Instruction: Show each line from the rows below that contains the word "metal", copied without changes.

"""

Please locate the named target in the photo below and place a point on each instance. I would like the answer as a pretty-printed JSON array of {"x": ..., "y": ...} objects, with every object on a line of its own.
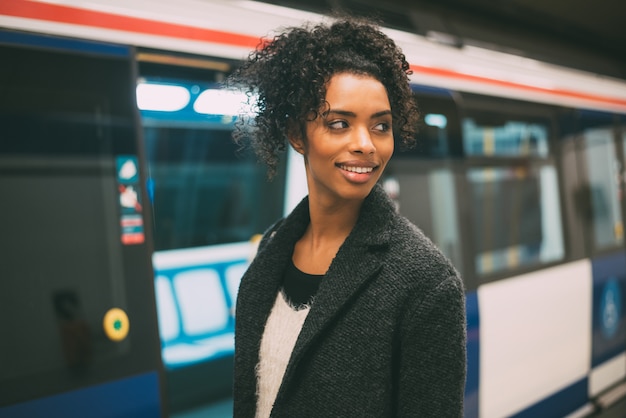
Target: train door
[
  {"x": 600, "y": 208},
  {"x": 533, "y": 297},
  {"x": 79, "y": 331},
  {"x": 209, "y": 201}
]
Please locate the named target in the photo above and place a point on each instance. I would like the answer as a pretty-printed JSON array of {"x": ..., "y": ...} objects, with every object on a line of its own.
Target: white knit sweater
[{"x": 279, "y": 337}]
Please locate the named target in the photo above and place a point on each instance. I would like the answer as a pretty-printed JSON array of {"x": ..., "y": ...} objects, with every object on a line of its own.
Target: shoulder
[{"x": 415, "y": 262}]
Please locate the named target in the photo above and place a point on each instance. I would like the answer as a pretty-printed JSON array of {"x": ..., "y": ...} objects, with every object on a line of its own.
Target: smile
[{"x": 357, "y": 169}]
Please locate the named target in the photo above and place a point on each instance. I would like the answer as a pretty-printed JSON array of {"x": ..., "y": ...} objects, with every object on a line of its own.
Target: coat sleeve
[{"x": 433, "y": 354}]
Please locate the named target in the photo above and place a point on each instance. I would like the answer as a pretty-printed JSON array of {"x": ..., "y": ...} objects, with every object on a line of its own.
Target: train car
[{"x": 519, "y": 177}]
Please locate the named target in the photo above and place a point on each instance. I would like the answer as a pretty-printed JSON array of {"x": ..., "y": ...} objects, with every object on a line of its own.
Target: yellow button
[{"x": 116, "y": 324}]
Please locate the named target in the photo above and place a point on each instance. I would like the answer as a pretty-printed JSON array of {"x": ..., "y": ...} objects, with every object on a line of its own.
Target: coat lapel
[{"x": 357, "y": 262}]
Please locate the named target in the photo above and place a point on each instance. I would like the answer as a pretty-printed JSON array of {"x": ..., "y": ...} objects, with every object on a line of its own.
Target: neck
[{"x": 329, "y": 227}]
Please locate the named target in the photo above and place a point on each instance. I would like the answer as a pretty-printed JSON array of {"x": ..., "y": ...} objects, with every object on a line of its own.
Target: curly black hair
[{"x": 287, "y": 78}]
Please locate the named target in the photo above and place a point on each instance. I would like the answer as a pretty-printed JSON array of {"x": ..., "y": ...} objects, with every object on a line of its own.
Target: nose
[{"x": 362, "y": 142}]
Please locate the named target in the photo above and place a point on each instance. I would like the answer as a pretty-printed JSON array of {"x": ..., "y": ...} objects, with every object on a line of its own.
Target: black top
[{"x": 300, "y": 287}]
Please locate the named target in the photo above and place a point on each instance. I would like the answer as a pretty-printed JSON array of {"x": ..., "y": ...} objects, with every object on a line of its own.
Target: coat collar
[{"x": 357, "y": 261}]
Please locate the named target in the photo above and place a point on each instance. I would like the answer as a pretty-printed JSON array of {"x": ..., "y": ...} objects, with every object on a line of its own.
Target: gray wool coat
[{"x": 385, "y": 336}]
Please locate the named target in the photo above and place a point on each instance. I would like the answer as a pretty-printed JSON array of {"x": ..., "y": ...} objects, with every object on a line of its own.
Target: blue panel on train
[
  {"x": 50, "y": 42},
  {"x": 609, "y": 298},
  {"x": 137, "y": 396},
  {"x": 473, "y": 356}
]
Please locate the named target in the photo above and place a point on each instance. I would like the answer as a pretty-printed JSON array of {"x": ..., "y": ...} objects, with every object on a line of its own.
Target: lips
[{"x": 359, "y": 170}]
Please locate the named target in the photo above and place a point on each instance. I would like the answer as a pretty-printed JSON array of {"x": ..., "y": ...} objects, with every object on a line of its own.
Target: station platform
[{"x": 224, "y": 409}]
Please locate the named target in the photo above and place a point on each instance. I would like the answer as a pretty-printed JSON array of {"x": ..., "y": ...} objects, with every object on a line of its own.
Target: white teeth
[{"x": 357, "y": 169}]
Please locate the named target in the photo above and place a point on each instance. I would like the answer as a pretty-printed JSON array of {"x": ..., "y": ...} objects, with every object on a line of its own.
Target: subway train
[{"x": 129, "y": 216}]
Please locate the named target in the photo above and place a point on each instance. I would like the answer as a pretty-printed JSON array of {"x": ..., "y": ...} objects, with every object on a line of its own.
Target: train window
[
  {"x": 426, "y": 196},
  {"x": 203, "y": 191},
  {"x": 515, "y": 217},
  {"x": 438, "y": 130},
  {"x": 513, "y": 138},
  {"x": 603, "y": 193},
  {"x": 512, "y": 188}
]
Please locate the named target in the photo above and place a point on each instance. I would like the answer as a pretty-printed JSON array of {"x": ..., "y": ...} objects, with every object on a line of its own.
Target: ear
[{"x": 297, "y": 144}]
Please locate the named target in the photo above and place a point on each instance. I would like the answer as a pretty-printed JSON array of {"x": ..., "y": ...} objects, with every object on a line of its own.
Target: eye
[
  {"x": 338, "y": 124},
  {"x": 382, "y": 127}
]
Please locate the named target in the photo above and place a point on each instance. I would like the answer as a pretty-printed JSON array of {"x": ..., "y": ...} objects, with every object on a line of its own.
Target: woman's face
[{"x": 348, "y": 146}]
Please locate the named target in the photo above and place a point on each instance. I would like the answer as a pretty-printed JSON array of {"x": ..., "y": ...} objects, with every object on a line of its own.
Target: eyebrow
[{"x": 352, "y": 114}]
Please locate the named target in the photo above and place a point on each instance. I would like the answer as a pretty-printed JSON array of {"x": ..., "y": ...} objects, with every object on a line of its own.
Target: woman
[{"x": 347, "y": 310}]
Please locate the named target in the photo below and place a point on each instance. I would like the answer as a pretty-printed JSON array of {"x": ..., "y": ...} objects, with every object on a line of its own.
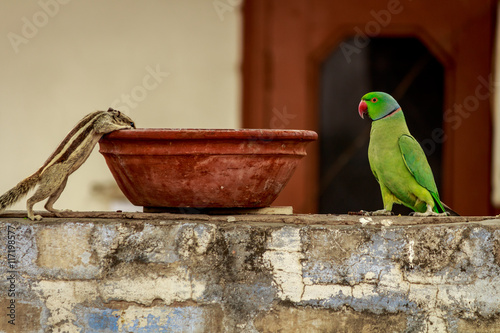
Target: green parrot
[{"x": 397, "y": 160}]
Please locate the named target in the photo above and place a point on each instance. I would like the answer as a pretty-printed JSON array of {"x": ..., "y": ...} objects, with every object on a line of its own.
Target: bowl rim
[{"x": 206, "y": 134}]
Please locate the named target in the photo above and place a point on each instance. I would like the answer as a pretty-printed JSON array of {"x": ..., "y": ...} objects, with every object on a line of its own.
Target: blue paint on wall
[{"x": 103, "y": 321}]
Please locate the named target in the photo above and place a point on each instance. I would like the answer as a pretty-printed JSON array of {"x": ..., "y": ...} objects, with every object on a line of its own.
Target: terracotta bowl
[{"x": 203, "y": 168}]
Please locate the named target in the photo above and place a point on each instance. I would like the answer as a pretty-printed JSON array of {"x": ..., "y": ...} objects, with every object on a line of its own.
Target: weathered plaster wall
[{"x": 195, "y": 273}]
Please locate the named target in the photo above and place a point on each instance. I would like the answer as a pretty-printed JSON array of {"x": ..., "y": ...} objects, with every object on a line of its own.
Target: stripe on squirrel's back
[{"x": 85, "y": 125}]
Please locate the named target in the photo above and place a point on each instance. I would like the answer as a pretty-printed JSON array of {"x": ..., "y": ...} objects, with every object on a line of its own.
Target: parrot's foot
[
  {"x": 380, "y": 212},
  {"x": 429, "y": 212}
]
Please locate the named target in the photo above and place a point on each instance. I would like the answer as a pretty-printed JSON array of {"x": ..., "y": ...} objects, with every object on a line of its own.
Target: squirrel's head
[{"x": 112, "y": 120}]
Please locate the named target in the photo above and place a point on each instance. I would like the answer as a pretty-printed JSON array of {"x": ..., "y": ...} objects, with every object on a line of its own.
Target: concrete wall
[
  {"x": 194, "y": 273},
  {"x": 166, "y": 63}
]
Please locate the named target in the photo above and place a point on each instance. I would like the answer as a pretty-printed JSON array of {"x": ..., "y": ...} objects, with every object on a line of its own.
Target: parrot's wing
[{"x": 416, "y": 162}]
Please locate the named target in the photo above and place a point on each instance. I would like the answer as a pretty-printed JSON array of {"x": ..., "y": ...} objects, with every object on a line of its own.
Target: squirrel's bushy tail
[{"x": 18, "y": 192}]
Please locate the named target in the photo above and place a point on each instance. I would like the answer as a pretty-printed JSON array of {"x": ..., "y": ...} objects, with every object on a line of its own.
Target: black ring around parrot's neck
[{"x": 387, "y": 115}]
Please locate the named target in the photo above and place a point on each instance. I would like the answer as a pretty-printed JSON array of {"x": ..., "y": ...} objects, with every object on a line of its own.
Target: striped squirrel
[{"x": 73, "y": 151}]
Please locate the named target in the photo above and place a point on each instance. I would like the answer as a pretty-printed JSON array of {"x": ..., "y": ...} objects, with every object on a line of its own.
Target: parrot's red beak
[{"x": 362, "y": 109}]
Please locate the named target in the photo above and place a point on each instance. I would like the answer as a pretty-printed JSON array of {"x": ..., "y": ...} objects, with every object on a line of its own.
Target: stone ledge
[{"x": 125, "y": 272}]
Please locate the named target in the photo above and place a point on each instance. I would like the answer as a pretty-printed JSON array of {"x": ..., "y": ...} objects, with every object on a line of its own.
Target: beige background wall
[{"x": 166, "y": 63}]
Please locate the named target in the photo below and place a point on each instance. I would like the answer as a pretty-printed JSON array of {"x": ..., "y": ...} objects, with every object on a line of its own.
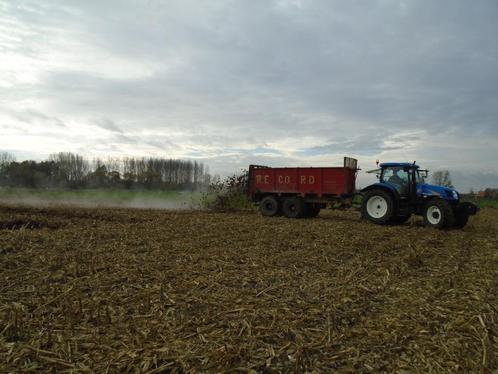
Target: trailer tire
[
  {"x": 312, "y": 210},
  {"x": 438, "y": 214},
  {"x": 269, "y": 206},
  {"x": 293, "y": 207},
  {"x": 378, "y": 207}
]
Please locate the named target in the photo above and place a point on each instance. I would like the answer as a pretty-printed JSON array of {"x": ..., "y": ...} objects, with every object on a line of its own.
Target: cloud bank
[{"x": 268, "y": 81}]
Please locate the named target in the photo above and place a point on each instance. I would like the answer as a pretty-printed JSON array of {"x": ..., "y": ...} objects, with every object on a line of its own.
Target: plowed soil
[{"x": 116, "y": 290}]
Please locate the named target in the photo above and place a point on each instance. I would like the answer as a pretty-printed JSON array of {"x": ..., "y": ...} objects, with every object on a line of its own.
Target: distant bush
[{"x": 228, "y": 194}]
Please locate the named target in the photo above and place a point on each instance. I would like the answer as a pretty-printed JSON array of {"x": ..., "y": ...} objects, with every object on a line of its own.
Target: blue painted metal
[
  {"x": 399, "y": 164},
  {"x": 446, "y": 193}
]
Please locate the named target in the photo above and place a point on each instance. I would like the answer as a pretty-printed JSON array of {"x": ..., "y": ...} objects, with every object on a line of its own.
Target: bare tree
[
  {"x": 442, "y": 178},
  {"x": 5, "y": 159}
]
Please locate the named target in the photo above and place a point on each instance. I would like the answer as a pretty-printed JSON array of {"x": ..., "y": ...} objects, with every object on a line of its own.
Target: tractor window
[
  {"x": 420, "y": 177},
  {"x": 396, "y": 176}
]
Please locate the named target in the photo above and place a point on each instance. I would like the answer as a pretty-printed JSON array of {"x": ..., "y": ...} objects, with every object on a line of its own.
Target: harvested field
[{"x": 116, "y": 290}]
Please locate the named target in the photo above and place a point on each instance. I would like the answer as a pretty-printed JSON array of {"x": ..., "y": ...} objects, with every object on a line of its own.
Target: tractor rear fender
[{"x": 385, "y": 187}]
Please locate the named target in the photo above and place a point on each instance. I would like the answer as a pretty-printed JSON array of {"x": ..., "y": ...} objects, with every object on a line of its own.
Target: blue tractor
[{"x": 402, "y": 191}]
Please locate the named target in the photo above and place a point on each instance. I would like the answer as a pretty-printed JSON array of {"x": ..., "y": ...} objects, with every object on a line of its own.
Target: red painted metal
[{"x": 306, "y": 182}]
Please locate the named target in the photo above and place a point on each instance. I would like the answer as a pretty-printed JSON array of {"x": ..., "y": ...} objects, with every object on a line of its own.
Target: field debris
[{"x": 144, "y": 291}]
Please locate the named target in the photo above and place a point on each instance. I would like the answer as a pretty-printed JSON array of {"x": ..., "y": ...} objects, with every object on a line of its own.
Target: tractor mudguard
[{"x": 383, "y": 186}]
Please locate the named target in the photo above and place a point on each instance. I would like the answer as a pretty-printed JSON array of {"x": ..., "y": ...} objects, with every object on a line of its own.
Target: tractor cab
[{"x": 402, "y": 191}]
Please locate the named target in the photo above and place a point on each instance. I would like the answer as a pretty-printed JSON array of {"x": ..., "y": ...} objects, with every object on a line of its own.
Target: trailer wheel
[
  {"x": 269, "y": 206},
  {"x": 311, "y": 210},
  {"x": 378, "y": 207},
  {"x": 438, "y": 214},
  {"x": 293, "y": 207},
  {"x": 461, "y": 220}
]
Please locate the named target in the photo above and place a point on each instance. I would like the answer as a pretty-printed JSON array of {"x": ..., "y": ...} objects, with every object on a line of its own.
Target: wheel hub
[
  {"x": 434, "y": 215},
  {"x": 377, "y": 207}
]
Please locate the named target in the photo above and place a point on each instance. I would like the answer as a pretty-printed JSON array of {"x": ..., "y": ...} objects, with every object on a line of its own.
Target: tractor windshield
[
  {"x": 420, "y": 176},
  {"x": 397, "y": 176}
]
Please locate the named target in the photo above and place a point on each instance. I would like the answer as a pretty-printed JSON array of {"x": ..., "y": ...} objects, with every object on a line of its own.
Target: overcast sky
[{"x": 278, "y": 82}]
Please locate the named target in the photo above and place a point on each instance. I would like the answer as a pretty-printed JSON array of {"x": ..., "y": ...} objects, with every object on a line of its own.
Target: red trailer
[{"x": 301, "y": 192}]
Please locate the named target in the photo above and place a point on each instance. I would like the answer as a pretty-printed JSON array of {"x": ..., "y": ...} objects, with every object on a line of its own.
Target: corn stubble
[{"x": 87, "y": 290}]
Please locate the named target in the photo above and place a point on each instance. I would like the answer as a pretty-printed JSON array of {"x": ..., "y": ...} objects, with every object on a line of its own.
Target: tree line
[{"x": 69, "y": 170}]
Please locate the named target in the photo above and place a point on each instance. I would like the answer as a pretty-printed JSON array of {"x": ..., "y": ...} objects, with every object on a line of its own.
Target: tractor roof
[{"x": 399, "y": 164}]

"""

Solution to the exercise:
Target: blue painted metal
Target: red painted metal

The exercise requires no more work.